- _Exercise passage_:
Austerity Measurement: Fuck The Rich; Or, Polls Show Most Americans Agree With This Headline

—by , December 15, 2010

As Chris Rock once said (over and over again, as is his style), “I’m not talking ’bout rich, I’m talking ‘bout wealthy.” Everyday Americans have a different perspective about who’s rich and who isn’t. Are you rich? Odds are you’re not. And even if you were, you might not admit to it. In fact, ask the person sitting next to you if they’re rich. They could earn five times what you do, but it’s likely they don’t consider themselves rich. Just overtaxed.

That said, Americans believe that the rich should be on the hook for deficit reduction rather than the austere measures outlined in the President’s deficit reduction panel. According to a recent Bloomberg national poll, Americans don’t want higher gas taxes, reductions in farm subsidies, elimination of tax breaks (such as mortgage deductions) or decreases in Medicare/Medicaid or Social Security benefits. What they do want is means-testing (meaning a reduction of benefits for the wealthy), a higher cap on wages subject to payroll taxes, ending tax cuts for the wealthiest Americans and imposing higher capital gains tax.

- _Items from a dataset_:
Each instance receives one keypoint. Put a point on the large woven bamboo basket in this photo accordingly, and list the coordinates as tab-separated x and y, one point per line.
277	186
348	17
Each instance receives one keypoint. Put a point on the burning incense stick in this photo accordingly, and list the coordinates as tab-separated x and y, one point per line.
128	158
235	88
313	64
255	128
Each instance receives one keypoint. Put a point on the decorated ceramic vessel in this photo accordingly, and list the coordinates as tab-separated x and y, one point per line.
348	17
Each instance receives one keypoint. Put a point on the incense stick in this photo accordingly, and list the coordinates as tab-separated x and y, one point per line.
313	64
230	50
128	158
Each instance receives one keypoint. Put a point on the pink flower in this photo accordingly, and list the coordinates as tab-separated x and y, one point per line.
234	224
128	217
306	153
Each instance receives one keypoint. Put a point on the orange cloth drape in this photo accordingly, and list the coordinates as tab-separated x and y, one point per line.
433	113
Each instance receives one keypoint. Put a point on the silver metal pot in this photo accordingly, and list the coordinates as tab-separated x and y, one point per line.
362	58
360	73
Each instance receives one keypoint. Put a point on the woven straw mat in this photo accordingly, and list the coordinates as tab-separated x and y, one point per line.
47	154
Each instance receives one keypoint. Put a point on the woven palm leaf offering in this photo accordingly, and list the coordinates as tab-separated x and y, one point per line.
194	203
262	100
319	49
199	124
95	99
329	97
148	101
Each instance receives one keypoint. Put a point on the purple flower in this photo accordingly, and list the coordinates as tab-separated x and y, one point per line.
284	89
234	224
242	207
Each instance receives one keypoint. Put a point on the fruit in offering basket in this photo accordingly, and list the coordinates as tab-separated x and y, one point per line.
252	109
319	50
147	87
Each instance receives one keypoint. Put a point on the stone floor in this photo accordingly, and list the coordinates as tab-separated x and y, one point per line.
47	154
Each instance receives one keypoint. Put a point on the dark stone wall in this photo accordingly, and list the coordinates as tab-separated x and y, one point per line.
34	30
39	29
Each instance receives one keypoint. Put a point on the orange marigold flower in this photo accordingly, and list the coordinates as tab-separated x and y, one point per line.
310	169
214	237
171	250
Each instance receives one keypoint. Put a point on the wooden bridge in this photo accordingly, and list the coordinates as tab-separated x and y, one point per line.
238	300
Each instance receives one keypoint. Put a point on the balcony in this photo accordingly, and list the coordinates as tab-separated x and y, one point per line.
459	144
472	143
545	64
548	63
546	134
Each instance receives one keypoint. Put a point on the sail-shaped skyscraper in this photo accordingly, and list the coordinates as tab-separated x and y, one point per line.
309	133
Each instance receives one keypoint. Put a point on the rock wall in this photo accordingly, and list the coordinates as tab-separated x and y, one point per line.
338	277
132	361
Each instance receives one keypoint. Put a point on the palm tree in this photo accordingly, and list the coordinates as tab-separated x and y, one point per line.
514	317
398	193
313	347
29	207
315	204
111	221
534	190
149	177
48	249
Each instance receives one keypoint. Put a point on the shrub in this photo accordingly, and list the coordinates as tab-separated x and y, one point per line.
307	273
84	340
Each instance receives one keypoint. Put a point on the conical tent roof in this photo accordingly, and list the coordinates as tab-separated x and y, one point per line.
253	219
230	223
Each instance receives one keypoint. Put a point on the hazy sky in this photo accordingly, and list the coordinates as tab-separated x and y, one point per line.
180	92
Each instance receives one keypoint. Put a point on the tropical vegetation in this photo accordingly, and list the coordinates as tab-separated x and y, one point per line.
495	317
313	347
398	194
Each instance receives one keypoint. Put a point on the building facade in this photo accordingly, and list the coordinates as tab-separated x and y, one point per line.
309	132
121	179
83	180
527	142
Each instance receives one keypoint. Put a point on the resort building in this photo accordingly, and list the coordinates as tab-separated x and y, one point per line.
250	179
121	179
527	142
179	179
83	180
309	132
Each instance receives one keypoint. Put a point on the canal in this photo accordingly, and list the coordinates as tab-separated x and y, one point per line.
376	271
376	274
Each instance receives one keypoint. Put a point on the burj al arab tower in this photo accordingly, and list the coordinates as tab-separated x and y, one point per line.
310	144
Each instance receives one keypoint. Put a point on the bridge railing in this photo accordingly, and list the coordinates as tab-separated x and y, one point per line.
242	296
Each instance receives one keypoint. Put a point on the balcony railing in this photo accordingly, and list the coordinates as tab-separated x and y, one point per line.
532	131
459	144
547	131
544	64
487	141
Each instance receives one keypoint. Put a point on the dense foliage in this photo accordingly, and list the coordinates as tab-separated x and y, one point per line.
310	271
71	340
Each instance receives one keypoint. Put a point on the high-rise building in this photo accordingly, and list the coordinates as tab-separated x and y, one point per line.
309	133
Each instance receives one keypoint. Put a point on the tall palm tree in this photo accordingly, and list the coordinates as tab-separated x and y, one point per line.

- _Brief_: According to the article on Americans and deficit reduction, which poll reported what Americans want done about the deficit?

- _The completed task_: A recent Bloomberg national poll.